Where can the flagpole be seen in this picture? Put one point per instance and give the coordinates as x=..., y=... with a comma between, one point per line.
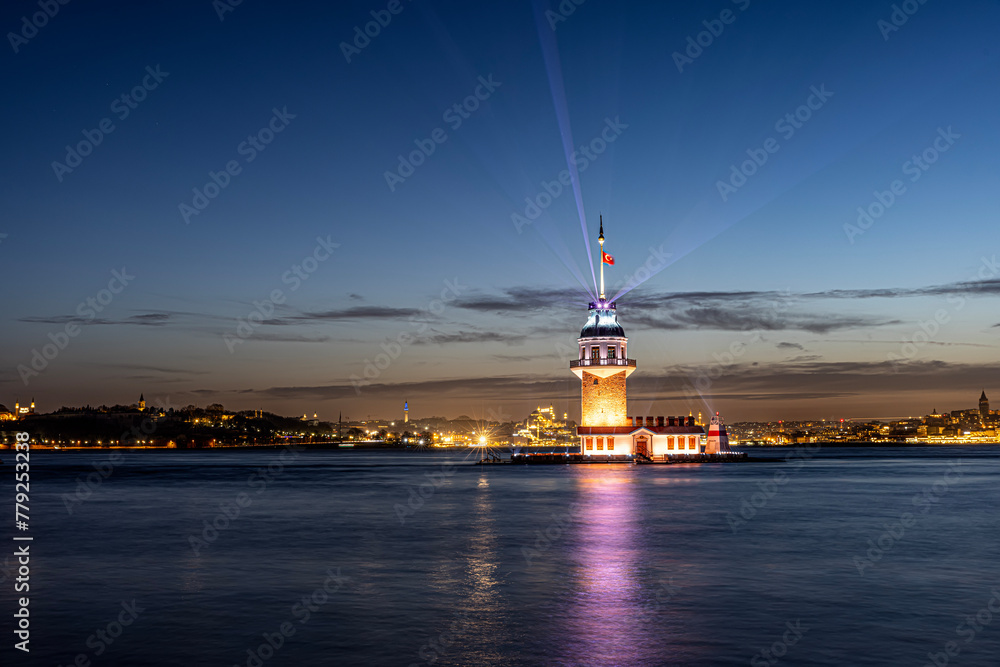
x=600, y=239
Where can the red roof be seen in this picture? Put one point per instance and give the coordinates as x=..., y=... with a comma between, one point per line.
x=629, y=430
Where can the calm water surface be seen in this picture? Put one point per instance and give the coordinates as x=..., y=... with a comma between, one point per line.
x=446, y=563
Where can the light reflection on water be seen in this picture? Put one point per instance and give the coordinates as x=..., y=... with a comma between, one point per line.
x=454, y=574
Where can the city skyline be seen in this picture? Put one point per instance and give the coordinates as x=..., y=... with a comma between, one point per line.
x=255, y=230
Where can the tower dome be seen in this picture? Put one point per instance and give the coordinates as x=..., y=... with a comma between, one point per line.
x=602, y=321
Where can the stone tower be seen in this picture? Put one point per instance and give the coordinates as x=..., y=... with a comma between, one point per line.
x=603, y=364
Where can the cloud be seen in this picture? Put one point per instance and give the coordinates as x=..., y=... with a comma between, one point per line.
x=354, y=313
x=144, y=319
x=288, y=338
x=805, y=378
x=469, y=337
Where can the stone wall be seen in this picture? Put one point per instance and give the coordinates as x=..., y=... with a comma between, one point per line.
x=604, y=403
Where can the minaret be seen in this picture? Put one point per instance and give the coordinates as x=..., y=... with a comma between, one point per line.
x=600, y=239
x=603, y=364
x=718, y=439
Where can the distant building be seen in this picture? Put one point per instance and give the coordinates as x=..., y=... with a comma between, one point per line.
x=23, y=411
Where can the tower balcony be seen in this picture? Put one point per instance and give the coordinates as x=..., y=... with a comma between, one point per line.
x=601, y=362
x=602, y=367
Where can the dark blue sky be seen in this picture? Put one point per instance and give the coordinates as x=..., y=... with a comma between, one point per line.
x=813, y=310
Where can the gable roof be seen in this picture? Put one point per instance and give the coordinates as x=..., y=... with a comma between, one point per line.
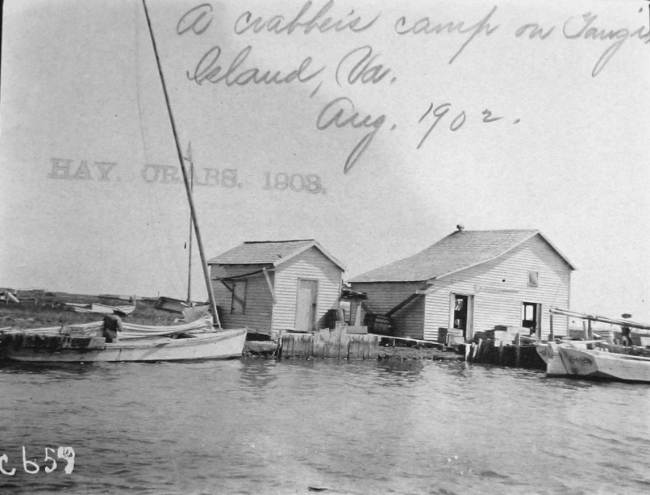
x=269, y=252
x=458, y=251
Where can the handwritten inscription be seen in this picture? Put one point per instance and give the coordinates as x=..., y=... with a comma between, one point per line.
x=340, y=112
x=585, y=29
x=359, y=66
x=456, y=123
x=427, y=26
x=32, y=467
x=209, y=70
x=362, y=66
x=320, y=22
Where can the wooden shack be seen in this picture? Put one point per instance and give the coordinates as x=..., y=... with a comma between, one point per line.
x=472, y=281
x=276, y=285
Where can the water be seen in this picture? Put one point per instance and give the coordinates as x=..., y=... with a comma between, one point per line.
x=266, y=427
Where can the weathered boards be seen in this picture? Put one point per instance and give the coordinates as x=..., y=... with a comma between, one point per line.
x=330, y=343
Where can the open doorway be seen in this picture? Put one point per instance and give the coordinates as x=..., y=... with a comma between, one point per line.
x=461, y=314
x=531, y=316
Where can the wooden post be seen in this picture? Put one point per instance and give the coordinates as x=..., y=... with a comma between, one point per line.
x=551, y=336
x=189, y=268
x=518, y=350
x=206, y=273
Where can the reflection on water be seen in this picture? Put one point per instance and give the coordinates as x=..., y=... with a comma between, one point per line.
x=257, y=426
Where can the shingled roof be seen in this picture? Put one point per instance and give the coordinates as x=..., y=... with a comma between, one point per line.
x=456, y=252
x=269, y=252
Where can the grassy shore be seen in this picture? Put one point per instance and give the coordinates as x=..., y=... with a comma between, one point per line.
x=48, y=309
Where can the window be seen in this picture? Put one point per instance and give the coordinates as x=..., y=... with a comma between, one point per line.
x=238, y=305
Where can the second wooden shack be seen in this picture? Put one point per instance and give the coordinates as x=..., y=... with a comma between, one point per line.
x=276, y=285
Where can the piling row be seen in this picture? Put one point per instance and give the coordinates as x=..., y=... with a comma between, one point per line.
x=329, y=343
x=520, y=356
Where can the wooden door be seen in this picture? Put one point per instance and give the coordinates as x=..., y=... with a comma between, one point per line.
x=306, y=305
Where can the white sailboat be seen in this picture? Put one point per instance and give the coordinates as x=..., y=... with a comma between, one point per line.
x=596, y=358
x=201, y=339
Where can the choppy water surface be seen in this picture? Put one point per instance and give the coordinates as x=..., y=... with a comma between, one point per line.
x=282, y=427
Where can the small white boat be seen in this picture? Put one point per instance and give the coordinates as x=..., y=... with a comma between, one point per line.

───

Work task -
Retype the listing exactly. Skip every picture.

Task response -
Where can the flagpole be seen in this picture? Put one point per instance and give the coordinates as x=..., y=... with a comma between, one point per line.
x=600, y=239
Where can the red roof be seen in this picture? Put one point per instance and give the coordinates as x=..., y=... with a comma between, one point per line.
x=629, y=430
Where can the calm water surface be seen in this picture? Put one point per instance and give the coordinates as x=..., y=... with a comma between, one point per line.
x=446, y=563
Where can the light reflection on water be seen in this picture? Put one point per instance and give the coordinates as x=..., y=... with a comma between, one point per line.
x=454, y=574
Where can the city skyline be seen in this picture? Put one point per instance and give the coordinates as x=..., y=... with a comma between, one point per line.
x=255, y=230
Where can the tower dome be seen in this picture? Put one point per instance and give the coordinates as x=..., y=... with a comma between, one point per line.
x=602, y=321
Where can the stone tower be seen in this picture? Put one point per instance and give the coordinates as x=..., y=... with a comma between, one point per line.
x=603, y=364
Where can the cloud be seen in this picture? Put one point per instance and give the coordinates as x=..., y=... with a comma between, one point per line.
x=354, y=313
x=144, y=319
x=288, y=338
x=805, y=378
x=469, y=337
Where can the stone wall be seen in this picture? Put one point per instance and give the coordinates as x=..., y=... with a comma between, one point per line.
x=604, y=403
Where can the minaret be seen in this picture? Put one point per instance and give the coordinates as x=..., y=... with a comma between, one point per line.
x=600, y=239
x=603, y=364
x=718, y=439
Where can the distant building be seen in this picture? Put one point per instance and give the coordinates as x=..., y=... with a comma between, one point per line.
x=23, y=411
Where can the tower balcony be seen in this picture? Put one point per instance and give the coordinates as x=..., y=... with a comma between, one point per line.
x=601, y=362
x=602, y=367
Where can the dark blue sky be seen in this picture? Put one point per instance and give the coordinates as x=..., y=... with a comma between, one point per line.
x=813, y=310
Where can the gable roof be seen in this picture? Put one point per instance and give the coordinates as x=..., y=... with a comma between, one point per line.
x=269, y=252
x=458, y=251
Where can the handwritten inscription be seen in this picture? Put one point per instance and give the coordinates as x=..., y=... with a comma between, one point per line.
x=340, y=112
x=585, y=29
x=359, y=66
x=456, y=123
x=427, y=26
x=32, y=467
x=209, y=70
x=362, y=66
x=320, y=22
Where can the wooden shack be seen in this picture? Put one point per instance and give the coordinates as x=..., y=... with a comma between, one point per line.
x=472, y=281
x=276, y=285
Where can the water be seen in this picture? Put one point per instance and give the coordinates as x=..., y=... with a comma between, one point per line.
x=266, y=427
Where can the weathered boards be seen in this picture? Put one point per instance and give the coordinates as x=..., y=... with a comma between, one point per line.
x=330, y=343
Where can the open doorway be seen in this picture? Put one point per instance and give the coordinates as x=..., y=... with a comma between, one point per line.
x=461, y=314
x=531, y=316
Where can the wooden post be seen in this picture? Put one point per instance and give the coordinates as x=..., y=... with a comma between, one point per line.
x=551, y=336
x=189, y=268
x=518, y=350
x=206, y=273
Where can the reflection on water be seen in this picture? Put one point per instance and give the coordinates as x=..., y=... with a comma between, one point per line.
x=257, y=426
Where can the shingled roof be seen in this picture? Put one point per instance and give the coordinates as x=..., y=... with a comma between, one point per line.
x=456, y=252
x=269, y=252
Where can the grassy shore be seen in this picture? Put one point per instance and give the coordinates as x=..., y=... with a comma between, one point per line.
x=48, y=309
Where can the window be seen in this picture? Put one point per instance and give the coordinates as x=..., y=... with a comma between, one point per line.
x=238, y=305
Where can the second wooden shack be seen in this picture? Put one point per instance and give the coordinates as x=..., y=... with a comma between, one point per line.
x=276, y=285
Where can the piling row be seen in this picture? Put one point per instance and give the coordinates as x=..., y=... with a comma between, one point per line.
x=329, y=343
x=520, y=356
Where can the wooden door be seen in this picture? Put one point per instance and give the coordinates as x=..., y=... with a comma between, one point per line.
x=306, y=305
Where can the white sailboat be seen in this picture? Put one point per instance and give the coordinates as x=..., y=... with a comma between, one point per line.
x=596, y=358
x=201, y=339
Where can the choppy water surface be seen in this picture? Put one point per instance and give the coordinates as x=..., y=... with a comma between, one point per line.
x=282, y=427
Where can the small white boat be seen in this picture? Put one point per instance and give the coordinates as x=..., y=... with a comma between, one point per line.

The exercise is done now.